Welches Verfahren ermöglichte laut dem Textauszug über den Herzstillstand nach Alkoholkonsum erst Jahre später die Diagnose der seltenen Erkrankung?

TEXTAUSZUG -
════════════════
Herzstillstand nach einem Schluck Bier zu viel
Tod eines Teenagers durch seltene Erkrankung
Geringe Mengen Alkohol führten bei zwei Schwestern im Teenageralter zu einem Herzstillstand, den eine von ihnen nicht überlebte. Erst Jahre später ermöglichte eine Duo-Exon-Sequenzierung die Diagnose einer seltenen autosomal-rezessiven PPA2-bezogenen Mitochondriopathie, die erst 2016 entdeckt wurde.1
Lesedauer: ca. 2 Minuten

Autorin: Maria Weiß | Redaktion: Dr. Nina Mörsch
Die Ursachen für plötzliche, unerwartete Todesfälle bei jungen Menschen lassen sich postmortal oft nicht finden. Dies könnte sich durch die breitete Anwendung genetischer Tests in Zukunft ändern, mit denen man auch seltenen genetischen Erkrankungen auf die Spur kommen kann.
Dies zeigt auch der Fall einer Familie aus Tirol, von der Héctor Hugo Manzanilla-Romero vom Institut für Humangenetik an der medizinischen Universität Innsbruck und seine Arbeitsgruppe berichten.
14-Jährige erleidet nach 2 Flaschen Radler Herzstillstand
Die ältere Schwester trank im Alter von 14 Jahren auf einer Silvesterparty zwei Flaschen Radler und wurde am nächsten Morgen mit einem Herzstillstand gefunden. Sie konnte erfolgreich reanimiert werden. Umfangreiche Untersuchungen des Herzens zeigten verschiedene Abnormalitäten wie Myokarditis, Zeichen einer Fibrose und eine dilatative Kardiomyopathie. Nach erneutem Konsum geringer Alkoholmengen kam es im Alter von 15 Jahren zu einem weiteren Herzstillstand, den sie wieder überlebte. Daraufhin wurde bei einer progressiven chronischen Myokarditis mit langsam zunehmender Herzinsuffizienz ein Defibrillator implantiert.
Schwester verstirbt 3 Jahre später im Schlaf nach 1-2 Bier
Weniger Glück hatte ihre jüngere Schwester, die drei Jahre nach dem Indexereignis bei ihrer älteren Schwester im Alter von 15 Jahren an einem Herzstillstand im Schlaf verstarb. Auch sie hatte vorher ein bis zwei Bier getrunken. Die Autopsie zeigte bei ihr eine akute Myokarditis ohne strukturelle Veränderungen.
════════════════
VORLIEGENDE DATENSÄTZE -
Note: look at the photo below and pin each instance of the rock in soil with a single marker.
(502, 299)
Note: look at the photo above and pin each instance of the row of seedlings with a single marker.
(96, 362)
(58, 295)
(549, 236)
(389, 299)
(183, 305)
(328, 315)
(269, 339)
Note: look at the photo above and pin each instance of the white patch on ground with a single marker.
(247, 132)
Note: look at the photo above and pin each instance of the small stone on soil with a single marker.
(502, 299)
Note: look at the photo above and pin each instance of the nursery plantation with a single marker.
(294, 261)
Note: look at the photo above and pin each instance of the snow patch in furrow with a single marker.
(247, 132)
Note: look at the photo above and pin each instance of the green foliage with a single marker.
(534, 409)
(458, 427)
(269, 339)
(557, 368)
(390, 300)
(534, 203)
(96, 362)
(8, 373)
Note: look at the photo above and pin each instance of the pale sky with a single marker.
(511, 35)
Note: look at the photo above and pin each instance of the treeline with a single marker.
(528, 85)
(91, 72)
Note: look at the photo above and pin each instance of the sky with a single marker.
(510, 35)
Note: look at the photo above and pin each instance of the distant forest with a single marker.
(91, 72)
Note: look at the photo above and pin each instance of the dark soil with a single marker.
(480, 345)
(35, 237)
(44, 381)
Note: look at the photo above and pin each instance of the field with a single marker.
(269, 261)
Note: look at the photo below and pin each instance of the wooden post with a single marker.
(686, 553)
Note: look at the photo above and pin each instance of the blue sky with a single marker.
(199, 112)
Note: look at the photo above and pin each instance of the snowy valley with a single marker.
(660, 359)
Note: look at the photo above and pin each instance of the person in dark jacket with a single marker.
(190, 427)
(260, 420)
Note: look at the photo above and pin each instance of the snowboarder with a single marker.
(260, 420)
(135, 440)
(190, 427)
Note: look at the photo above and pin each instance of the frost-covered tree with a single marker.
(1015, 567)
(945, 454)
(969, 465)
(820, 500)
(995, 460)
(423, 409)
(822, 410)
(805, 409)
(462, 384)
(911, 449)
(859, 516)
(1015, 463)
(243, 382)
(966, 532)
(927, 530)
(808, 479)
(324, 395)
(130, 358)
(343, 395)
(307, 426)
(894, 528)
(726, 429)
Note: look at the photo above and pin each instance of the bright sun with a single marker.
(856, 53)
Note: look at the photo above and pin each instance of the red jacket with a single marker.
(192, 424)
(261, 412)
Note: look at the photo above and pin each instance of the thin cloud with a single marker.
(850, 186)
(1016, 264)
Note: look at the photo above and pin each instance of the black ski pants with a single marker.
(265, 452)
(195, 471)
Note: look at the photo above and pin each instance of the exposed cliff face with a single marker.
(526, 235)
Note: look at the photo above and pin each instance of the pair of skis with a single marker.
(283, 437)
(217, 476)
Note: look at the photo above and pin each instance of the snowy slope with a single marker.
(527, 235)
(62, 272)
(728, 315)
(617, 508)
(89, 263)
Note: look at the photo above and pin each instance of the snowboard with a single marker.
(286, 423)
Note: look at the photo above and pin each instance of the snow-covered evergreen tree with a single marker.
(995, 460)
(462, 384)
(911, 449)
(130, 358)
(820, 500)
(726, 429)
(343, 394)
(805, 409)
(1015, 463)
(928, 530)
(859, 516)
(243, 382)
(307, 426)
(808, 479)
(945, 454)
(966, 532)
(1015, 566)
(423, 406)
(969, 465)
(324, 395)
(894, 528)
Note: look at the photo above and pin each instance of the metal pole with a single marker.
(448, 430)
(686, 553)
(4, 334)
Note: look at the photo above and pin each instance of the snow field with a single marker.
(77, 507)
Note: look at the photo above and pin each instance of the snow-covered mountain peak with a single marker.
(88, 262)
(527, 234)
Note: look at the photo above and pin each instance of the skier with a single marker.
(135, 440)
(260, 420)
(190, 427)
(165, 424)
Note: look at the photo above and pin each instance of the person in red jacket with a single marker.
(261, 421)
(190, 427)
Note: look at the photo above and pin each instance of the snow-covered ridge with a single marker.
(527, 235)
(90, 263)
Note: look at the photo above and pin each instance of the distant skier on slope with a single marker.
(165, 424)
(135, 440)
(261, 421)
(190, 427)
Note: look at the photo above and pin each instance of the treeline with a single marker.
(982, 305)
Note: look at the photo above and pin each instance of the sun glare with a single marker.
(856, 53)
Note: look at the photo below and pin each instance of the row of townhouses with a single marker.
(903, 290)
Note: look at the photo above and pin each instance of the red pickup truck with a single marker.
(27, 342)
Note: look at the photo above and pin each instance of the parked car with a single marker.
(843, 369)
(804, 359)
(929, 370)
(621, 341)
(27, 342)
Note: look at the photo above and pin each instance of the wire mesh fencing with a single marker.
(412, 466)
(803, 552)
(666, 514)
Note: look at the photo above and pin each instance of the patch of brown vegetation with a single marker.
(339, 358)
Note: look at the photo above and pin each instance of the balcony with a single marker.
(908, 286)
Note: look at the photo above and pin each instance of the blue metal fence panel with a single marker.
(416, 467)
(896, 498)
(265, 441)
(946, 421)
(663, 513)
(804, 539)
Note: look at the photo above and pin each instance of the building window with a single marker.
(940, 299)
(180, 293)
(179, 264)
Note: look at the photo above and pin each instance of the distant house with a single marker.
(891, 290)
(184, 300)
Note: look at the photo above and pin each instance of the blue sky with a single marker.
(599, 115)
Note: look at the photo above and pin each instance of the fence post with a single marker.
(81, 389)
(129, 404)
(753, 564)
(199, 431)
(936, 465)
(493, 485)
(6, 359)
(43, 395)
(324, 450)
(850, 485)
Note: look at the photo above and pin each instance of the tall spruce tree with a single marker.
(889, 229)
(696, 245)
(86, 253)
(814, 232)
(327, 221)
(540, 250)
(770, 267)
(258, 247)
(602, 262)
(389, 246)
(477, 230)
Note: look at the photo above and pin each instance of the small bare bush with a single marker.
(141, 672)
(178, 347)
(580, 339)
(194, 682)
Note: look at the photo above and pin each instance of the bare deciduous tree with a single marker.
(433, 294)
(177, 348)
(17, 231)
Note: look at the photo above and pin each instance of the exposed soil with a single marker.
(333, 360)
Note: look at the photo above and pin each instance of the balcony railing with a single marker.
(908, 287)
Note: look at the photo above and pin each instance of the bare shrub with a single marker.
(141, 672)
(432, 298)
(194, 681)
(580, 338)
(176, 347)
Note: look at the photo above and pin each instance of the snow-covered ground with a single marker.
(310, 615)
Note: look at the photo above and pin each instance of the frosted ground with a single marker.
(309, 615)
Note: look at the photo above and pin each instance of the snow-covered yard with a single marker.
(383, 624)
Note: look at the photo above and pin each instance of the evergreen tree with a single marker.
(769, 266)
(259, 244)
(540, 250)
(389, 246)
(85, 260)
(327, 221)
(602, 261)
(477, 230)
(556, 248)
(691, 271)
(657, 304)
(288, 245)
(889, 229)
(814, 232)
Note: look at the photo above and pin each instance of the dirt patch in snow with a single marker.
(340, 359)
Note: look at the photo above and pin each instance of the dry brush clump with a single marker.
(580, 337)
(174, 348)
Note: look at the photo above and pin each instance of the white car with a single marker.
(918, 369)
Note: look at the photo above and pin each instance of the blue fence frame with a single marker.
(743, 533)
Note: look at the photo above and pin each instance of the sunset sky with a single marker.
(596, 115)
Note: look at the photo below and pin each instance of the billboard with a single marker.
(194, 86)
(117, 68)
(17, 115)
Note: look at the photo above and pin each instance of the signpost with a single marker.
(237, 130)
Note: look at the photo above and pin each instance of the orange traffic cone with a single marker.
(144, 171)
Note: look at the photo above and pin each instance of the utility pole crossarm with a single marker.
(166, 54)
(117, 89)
════════════════
ANTWORT -
Eine Duo-Exon-Sequenzierung.